» **Required work**:
1) In the gift guide introduction, which retailer does the guide say it managed to avoid entirely?
2) Reproduce word for word the stretch of the gift guide introduction from "We said it last" through "end of January.".

» **Excerpted passage**:
──────
We said it last year, and we’ll say it again: we’re often not impressed with traditional holiday gift guides. They’re either littered with undisclosed affiliate links or seemingly endless lists (much like our holiday to-dos) that make us want to turn off the computer and hibernate until the end of January.
With that in mind, we’ve brought back our gift guide, a highly-selective (and relatively short) list of products, some serious, others frivolous, that our correspondents and guides eat and use, made by people they know. Many of them are featured in stories that we’ve published, and we worked our hardest to connect you directly with producers – while we weren’t always successful, we did manage to avoid Amazon entirely (and no affiliate links in sight).
──────
Excerpts from a dataset:

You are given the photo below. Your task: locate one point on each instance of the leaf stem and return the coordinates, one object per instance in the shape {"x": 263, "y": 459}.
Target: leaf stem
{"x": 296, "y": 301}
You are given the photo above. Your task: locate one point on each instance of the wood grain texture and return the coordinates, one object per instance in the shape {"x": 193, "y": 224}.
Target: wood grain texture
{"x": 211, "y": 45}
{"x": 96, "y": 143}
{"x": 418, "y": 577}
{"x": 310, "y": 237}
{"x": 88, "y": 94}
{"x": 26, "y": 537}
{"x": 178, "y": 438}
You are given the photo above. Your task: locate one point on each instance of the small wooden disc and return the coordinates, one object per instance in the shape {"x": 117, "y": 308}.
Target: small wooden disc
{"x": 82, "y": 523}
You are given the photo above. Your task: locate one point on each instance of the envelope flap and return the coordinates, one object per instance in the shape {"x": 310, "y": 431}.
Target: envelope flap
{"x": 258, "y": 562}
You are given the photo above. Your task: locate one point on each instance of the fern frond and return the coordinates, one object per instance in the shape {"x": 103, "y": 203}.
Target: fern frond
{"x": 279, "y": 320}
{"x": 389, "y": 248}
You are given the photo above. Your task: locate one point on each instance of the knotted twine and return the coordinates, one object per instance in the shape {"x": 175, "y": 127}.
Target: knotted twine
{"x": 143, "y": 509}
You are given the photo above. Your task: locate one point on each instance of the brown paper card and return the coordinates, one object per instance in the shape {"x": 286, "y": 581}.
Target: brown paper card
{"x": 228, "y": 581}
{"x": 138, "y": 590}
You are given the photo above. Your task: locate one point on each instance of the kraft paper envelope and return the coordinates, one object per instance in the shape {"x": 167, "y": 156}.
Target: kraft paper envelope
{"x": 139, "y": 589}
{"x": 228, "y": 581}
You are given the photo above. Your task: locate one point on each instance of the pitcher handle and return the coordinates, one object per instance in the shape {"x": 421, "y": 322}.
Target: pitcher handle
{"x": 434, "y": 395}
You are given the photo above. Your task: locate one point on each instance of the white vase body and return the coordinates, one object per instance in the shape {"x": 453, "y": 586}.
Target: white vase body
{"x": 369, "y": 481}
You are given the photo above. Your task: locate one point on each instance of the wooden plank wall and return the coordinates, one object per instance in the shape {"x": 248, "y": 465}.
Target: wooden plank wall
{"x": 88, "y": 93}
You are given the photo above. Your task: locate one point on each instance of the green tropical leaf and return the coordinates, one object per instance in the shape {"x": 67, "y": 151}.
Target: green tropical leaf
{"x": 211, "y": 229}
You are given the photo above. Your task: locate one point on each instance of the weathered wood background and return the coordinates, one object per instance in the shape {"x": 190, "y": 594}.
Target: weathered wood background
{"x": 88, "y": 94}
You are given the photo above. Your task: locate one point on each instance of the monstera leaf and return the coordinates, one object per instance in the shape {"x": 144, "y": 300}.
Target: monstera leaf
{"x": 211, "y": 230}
──────
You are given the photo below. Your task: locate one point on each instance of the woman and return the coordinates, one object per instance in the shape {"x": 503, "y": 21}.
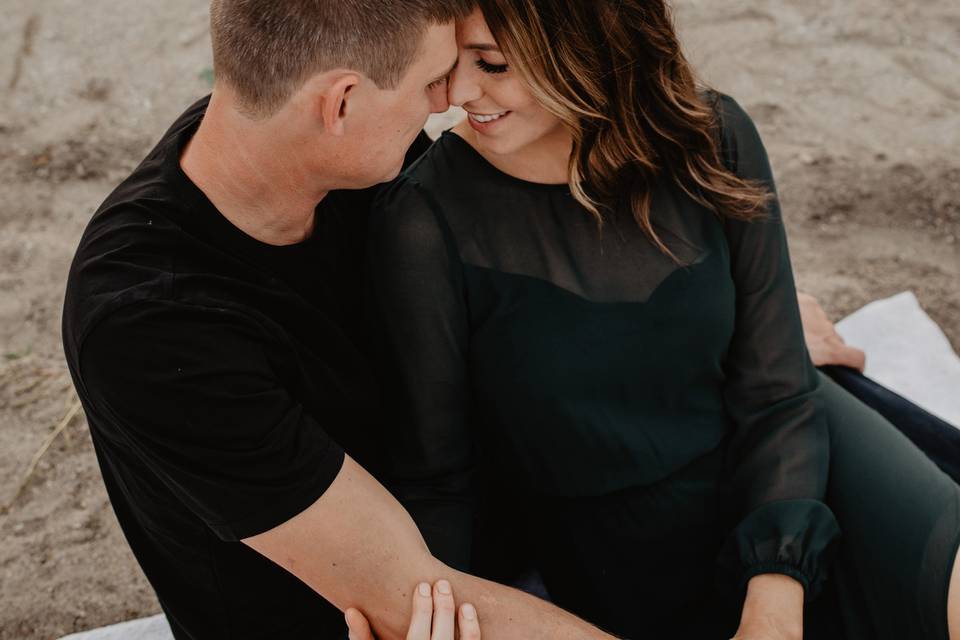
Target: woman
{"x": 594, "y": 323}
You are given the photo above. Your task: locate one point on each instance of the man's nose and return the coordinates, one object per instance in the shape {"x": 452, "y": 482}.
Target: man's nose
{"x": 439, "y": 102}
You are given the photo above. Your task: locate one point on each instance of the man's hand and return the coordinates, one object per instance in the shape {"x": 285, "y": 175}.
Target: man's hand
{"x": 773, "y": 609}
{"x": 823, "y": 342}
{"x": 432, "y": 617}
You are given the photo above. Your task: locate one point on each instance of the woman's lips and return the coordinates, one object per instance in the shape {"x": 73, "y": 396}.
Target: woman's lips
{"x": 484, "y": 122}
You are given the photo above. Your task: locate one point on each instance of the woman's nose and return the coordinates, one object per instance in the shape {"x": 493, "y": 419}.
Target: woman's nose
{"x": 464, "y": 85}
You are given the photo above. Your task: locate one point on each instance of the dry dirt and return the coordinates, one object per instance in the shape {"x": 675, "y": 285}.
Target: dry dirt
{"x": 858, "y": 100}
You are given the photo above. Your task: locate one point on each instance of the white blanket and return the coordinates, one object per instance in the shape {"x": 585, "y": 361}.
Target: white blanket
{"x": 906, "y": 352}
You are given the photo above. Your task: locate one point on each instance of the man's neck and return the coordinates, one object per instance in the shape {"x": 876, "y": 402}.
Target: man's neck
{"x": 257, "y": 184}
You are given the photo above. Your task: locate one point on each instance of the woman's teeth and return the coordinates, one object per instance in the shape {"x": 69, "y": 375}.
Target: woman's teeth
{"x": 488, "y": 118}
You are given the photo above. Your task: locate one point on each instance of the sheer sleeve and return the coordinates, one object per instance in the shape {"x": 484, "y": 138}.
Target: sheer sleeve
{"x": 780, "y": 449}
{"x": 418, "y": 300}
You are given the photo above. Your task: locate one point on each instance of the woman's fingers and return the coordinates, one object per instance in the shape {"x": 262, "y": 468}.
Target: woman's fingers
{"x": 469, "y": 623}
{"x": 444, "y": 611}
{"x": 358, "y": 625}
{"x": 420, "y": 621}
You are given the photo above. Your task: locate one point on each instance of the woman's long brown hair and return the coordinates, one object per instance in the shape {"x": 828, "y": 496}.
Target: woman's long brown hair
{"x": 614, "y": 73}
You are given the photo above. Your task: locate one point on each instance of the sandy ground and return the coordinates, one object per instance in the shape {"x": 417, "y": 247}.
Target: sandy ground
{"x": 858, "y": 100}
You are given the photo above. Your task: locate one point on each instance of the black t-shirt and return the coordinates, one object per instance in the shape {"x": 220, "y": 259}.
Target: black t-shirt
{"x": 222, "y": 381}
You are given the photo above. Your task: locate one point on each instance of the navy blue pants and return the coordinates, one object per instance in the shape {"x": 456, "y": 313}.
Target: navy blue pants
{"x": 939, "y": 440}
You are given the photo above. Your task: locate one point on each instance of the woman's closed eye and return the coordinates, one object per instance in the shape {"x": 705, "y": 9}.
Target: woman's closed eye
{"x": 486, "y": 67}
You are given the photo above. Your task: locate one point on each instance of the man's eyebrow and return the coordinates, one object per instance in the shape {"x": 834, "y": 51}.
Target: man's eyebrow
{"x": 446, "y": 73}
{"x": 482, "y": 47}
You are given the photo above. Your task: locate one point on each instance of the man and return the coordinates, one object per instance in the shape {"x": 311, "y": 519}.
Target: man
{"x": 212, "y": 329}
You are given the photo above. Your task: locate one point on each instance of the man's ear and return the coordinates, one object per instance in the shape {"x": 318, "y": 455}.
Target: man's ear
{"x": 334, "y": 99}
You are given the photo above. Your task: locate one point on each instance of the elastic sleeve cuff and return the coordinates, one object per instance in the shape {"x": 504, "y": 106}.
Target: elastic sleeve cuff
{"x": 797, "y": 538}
──────
» **Set of answers**:
1) Amazon

2)
We said it last year, and we’ll say it again: we’re often not impressed with traditional holiday gift guides. They’re either littered with undisclosed affiliate links or seemingly endless lists (much like our holiday to-dos) that make us want to turn off the computer and hibernate until the end of January.